** start of DATA LISTING **

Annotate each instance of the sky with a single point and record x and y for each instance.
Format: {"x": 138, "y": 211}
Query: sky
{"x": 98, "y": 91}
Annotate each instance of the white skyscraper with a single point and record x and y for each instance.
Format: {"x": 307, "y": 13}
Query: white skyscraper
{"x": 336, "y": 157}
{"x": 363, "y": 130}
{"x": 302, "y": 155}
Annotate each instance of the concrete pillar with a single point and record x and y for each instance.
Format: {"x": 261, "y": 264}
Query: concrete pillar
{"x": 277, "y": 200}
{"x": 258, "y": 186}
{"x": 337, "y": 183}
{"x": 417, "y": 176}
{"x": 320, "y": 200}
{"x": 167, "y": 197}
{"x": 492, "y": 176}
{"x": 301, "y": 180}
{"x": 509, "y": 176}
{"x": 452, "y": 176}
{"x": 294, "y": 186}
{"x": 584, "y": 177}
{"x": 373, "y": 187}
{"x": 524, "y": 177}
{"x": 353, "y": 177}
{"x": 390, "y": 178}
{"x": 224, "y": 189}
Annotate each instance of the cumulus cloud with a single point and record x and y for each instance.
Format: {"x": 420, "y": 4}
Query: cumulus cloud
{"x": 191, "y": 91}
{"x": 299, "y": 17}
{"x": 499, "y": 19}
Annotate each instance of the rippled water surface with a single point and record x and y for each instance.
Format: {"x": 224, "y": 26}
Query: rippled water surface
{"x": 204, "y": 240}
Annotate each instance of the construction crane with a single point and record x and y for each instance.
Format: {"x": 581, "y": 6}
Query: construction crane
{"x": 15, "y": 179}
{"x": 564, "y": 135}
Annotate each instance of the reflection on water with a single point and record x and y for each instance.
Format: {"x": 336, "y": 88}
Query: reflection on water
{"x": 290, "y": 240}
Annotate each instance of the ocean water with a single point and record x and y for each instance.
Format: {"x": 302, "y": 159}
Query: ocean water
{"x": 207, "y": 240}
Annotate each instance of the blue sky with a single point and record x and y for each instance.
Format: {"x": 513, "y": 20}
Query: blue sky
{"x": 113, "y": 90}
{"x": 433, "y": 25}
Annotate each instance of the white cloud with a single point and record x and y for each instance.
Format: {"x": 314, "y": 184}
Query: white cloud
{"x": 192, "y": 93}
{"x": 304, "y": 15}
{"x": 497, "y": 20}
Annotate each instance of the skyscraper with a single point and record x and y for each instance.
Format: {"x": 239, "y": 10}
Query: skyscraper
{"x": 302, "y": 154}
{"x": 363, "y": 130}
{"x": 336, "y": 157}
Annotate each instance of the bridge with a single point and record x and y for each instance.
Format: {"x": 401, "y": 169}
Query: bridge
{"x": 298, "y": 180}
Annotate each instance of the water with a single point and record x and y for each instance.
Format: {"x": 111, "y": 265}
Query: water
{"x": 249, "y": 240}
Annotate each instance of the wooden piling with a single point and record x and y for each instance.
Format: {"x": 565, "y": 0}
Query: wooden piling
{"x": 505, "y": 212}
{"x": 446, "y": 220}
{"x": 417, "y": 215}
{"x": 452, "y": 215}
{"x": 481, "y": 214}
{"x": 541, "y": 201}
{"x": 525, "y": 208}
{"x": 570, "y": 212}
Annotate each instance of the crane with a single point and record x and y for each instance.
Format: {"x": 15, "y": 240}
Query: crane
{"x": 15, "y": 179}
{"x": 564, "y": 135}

** end of DATA LISTING **

__WHAT YOU ARE ASKED TO DO__: Copy these records line for line, with nothing changed.

__RESPONSE TO THIS TASK__:
Annotate each instance of the sky with a single point and record x and y for each instance.
Format: {"x": 138, "y": 211}
Query: sky
{"x": 98, "y": 91}
Annotate each instance of the white skyscraper with a single point and record x and y for each instance.
Format: {"x": 307, "y": 13}
Query: white skyscraper
{"x": 336, "y": 157}
{"x": 363, "y": 130}
{"x": 302, "y": 155}
Annotate each instance of the concrete pillar with a single point and record x and y for each instance.
Format: {"x": 261, "y": 264}
Query: concrete pillar
{"x": 277, "y": 200}
{"x": 258, "y": 186}
{"x": 337, "y": 183}
{"x": 417, "y": 176}
{"x": 320, "y": 200}
{"x": 167, "y": 197}
{"x": 492, "y": 176}
{"x": 301, "y": 180}
{"x": 509, "y": 176}
{"x": 452, "y": 176}
{"x": 294, "y": 186}
{"x": 584, "y": 177}
{"x": 373, "y": 187}
{"x": 524, "y": 177}
{"x": 353, "y": 177}
{"x": 390, "y": 178}
{"x": 224, "y": 189}
Annotate each instance of the cumulus cloud with a single point and record x and y for each instance.
Format: {"x": 420, "y": 4}
Query: cumulus cloud
{"x": 191, "y": 91}
{"x": 299, "y": 17}
{"x": 499, "y": 19}
Annotate each instance of the rippled water surface with a single point and record x and y for each instance.
Format: {"x": 224, "y": 26}
Query: rippled water surface
{"x": 204, "y": 240}
Annotate each instance of the construction crane with a single point and record x and y for each instance.
Format: {"x": 581, "y": 6}
Query: construction crane
{"x": 15, "y": 179}
{"x": 564, "y": 135}
Annotate each instance of the reflection on water with a single point and record x and y for each instance.
Format: {"x": 336, "y": 88}
Query: reflection on water
{"x": 290, "y": 240}
Annotate each instance of the ocean water with a single point and record x and y for each instance.
Format: {"x": 302, "y": 159}
Query: ocean water
{"x": 207, "y": 240}
Annotate each instance of the blue sky with a single point and record x and y for each instance.
Format: {"x": 513, "y": 20}
Query: blue sky
{"x": 113, "y": 90}
{"x": 433, "y": 25}
Annotate each instance of the white cloud with a single point and record x and y for each instance.
Format: {"x": 314, "y": 184}
Query: white cloud
{"x": 192, "y": 93}
{"x": 304, "y": 15}
{"x": 497, "y": 20}
Annotate each instance of the skyscraper with a single point and record x and y for each instance.
Format: {"x": 239, "y": 10}
Query: skyscraper
{"x": 302, "y": 154}
{"x": 363, "y": 130}
{"x": 336, "y": 157}
Annotate each instance of the bridge with a single point and record x and y for each instance.
Format: {"x": 401, "y": 169}
Query: bridge
{"x": 298, "y": 180}
Annotate each instance of the water with a single point and record x and y for each instance.
Format: {"x": 111, "y": 265}
Query: water
{"x": 249, "y": 240}
Annotate each instance of the wooden piling with a single point and record x and y for each instance.
Format: {"x": 565, "y": 0}
Query: wooden piling
{"x": 505, "y": 212}
{"x": 446, "y": 220}
{"x": 417, "y": 215}
{"x": 452, "y": 215}
{"x": 481, "y": 214}
{"x": 541, "y": 201}
{"x": 525, "y": 208}
{"x": 570, "y": 212}
Annotate each instance of the crane with a single point and record x and y for each instance.
Format: {"x": 15, "y": 240}
Query: crane
{"x": 15, "y": 179}
{"x": 564, "y": 135}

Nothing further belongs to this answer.